#### [What is being asked]
Reproduce only the stretch of the items from the line containing "the green stem" through the line containing "left=40, top=378, right=88, bottom=516", replacing "supervisor" with "manager" and keeping everything else unchanged.

#### [Provided information]
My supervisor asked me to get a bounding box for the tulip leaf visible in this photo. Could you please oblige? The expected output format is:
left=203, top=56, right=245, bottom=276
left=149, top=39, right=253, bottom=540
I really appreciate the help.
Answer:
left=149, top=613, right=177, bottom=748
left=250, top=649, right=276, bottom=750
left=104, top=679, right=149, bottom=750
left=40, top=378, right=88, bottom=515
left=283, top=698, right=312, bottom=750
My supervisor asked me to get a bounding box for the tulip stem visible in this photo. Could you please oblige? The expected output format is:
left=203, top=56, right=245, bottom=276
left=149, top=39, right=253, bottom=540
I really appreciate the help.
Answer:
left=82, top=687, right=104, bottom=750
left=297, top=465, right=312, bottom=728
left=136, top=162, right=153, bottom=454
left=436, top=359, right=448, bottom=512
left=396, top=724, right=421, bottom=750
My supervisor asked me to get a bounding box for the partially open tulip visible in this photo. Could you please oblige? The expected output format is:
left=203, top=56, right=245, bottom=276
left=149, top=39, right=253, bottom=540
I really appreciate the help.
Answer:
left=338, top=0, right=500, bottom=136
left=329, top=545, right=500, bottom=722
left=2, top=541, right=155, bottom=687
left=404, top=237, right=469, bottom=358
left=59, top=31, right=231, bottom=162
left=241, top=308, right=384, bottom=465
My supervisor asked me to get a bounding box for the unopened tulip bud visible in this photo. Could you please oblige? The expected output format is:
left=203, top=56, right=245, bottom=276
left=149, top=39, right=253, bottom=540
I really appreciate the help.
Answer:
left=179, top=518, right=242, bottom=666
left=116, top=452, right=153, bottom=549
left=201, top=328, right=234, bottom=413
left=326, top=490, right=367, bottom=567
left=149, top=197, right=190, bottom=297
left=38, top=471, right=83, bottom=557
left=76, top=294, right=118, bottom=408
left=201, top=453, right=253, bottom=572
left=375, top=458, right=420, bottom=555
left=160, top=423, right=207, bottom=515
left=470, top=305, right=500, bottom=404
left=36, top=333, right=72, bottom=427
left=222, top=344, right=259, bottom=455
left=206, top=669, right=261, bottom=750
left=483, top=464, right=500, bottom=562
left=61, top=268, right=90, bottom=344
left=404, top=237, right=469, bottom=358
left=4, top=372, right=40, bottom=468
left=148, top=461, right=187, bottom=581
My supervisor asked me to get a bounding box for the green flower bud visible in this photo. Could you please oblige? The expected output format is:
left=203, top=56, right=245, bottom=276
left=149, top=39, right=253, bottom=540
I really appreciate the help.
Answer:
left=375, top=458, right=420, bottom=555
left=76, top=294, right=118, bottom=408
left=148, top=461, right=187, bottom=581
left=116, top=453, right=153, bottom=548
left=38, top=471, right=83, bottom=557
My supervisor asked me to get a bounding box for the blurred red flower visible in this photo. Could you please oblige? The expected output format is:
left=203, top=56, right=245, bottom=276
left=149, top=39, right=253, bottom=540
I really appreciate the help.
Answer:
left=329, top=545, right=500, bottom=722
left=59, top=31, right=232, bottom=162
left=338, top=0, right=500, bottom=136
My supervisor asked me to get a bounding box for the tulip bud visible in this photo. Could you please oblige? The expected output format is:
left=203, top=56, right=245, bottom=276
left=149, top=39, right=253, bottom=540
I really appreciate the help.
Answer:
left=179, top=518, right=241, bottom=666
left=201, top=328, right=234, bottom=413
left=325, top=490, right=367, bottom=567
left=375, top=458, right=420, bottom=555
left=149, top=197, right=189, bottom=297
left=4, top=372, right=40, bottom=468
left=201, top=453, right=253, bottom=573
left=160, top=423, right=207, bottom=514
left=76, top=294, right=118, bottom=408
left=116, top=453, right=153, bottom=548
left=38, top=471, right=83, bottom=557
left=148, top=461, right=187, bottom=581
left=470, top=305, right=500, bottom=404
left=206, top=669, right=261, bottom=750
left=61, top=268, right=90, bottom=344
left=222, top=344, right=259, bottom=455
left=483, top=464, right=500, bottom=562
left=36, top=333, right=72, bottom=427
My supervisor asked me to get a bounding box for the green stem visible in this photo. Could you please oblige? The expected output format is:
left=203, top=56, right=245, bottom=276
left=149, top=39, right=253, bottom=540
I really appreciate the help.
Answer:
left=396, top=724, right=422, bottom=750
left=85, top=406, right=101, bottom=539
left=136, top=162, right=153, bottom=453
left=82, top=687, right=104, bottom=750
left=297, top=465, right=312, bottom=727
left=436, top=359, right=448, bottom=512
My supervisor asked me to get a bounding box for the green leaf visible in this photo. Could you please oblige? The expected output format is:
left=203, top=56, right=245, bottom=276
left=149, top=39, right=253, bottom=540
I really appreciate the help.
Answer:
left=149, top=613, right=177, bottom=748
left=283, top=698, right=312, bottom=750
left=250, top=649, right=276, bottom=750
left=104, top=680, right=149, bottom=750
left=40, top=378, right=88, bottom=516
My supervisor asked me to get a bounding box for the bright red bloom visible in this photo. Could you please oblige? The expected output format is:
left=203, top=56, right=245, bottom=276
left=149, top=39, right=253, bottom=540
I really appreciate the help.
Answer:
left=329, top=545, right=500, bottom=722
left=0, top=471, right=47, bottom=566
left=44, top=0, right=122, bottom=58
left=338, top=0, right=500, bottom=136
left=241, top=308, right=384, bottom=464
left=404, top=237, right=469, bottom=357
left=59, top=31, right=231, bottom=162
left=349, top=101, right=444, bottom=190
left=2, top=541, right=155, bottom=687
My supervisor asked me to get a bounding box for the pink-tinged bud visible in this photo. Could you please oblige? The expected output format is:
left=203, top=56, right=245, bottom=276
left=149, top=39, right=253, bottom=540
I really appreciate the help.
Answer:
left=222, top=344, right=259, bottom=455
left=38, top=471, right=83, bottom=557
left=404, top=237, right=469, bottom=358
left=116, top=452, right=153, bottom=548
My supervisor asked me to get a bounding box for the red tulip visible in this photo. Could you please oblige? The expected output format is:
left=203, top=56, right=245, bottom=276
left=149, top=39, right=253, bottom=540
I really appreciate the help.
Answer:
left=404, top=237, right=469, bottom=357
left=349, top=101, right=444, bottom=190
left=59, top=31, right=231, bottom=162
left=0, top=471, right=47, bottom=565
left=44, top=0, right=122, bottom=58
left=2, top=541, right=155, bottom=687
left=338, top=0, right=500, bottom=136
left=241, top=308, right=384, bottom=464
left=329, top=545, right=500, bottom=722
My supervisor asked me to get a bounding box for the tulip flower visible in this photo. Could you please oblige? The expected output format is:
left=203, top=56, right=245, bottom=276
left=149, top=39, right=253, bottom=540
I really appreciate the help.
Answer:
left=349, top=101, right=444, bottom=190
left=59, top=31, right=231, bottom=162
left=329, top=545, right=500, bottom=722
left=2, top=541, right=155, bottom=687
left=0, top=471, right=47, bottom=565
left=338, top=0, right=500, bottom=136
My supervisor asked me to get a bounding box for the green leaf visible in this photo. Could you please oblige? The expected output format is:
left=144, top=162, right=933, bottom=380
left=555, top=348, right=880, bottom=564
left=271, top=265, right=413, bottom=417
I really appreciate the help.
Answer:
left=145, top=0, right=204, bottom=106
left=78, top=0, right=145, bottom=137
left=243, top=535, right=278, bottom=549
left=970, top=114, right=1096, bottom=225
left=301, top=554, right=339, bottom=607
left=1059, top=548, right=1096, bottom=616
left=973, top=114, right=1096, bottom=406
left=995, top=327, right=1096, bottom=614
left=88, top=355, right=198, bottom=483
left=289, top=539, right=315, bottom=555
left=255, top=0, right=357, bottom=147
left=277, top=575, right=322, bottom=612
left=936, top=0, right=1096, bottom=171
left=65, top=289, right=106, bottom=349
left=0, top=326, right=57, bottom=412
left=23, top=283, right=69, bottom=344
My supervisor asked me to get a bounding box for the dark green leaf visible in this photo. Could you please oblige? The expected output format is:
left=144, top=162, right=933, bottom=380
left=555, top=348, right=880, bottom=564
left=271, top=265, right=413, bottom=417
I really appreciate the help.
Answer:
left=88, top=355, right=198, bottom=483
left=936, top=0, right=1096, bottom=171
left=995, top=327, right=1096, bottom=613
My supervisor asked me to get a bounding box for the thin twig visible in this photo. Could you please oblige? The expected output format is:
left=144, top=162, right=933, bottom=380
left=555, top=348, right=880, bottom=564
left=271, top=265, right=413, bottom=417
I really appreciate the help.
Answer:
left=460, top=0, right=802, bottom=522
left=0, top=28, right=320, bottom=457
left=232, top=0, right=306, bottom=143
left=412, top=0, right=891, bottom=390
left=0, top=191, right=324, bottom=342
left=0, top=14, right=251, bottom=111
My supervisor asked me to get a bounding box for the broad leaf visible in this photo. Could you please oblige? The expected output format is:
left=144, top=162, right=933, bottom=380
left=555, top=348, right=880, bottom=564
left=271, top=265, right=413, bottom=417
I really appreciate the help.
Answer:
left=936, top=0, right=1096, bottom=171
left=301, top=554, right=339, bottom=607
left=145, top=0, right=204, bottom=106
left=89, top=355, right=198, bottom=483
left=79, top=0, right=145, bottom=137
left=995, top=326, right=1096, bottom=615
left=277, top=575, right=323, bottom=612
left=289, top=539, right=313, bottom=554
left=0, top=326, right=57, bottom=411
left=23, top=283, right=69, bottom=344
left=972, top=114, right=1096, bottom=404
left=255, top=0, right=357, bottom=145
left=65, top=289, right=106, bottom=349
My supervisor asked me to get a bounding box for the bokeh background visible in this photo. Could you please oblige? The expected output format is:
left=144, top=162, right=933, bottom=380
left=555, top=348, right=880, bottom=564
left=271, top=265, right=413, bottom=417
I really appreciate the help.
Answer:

#### [Output for this task]
My manager asked me to get a bounding box for the green stem visible in this photo. Could you please oblige? The expected output format is:
left=203, top=56, right=245, bottom=276
left=149, top=39, right=253, bottom=540
I really appreciate the help.
Answer:
left=396, top=724, right=422, bottom=750
left=85, top=406, right=101, bottom=539
left=136, top=162, right=153, bottom=453
left=82, top=687, right=104, bottom=750
left=297, top=465, right=312, bottom=727
left=436, top=359, right=448, bottom=512
My manager asked me to get a bounding box for the green leaf visible in this photo. Could you please oblige? The expected output format is:
left=203, top=56, right=245, bottom=276
left=149, top=39, right=253, bottom=540
I really appreciate the help.
Answer:
left=149, top=613, right=177, bottom=748
left=283, top=698, right=312, bottom=750
left=250, top=649, right=276, bottom=750
left=104, top=680, right=149, bottom=750
left=40, top=378, right=88, bottom=516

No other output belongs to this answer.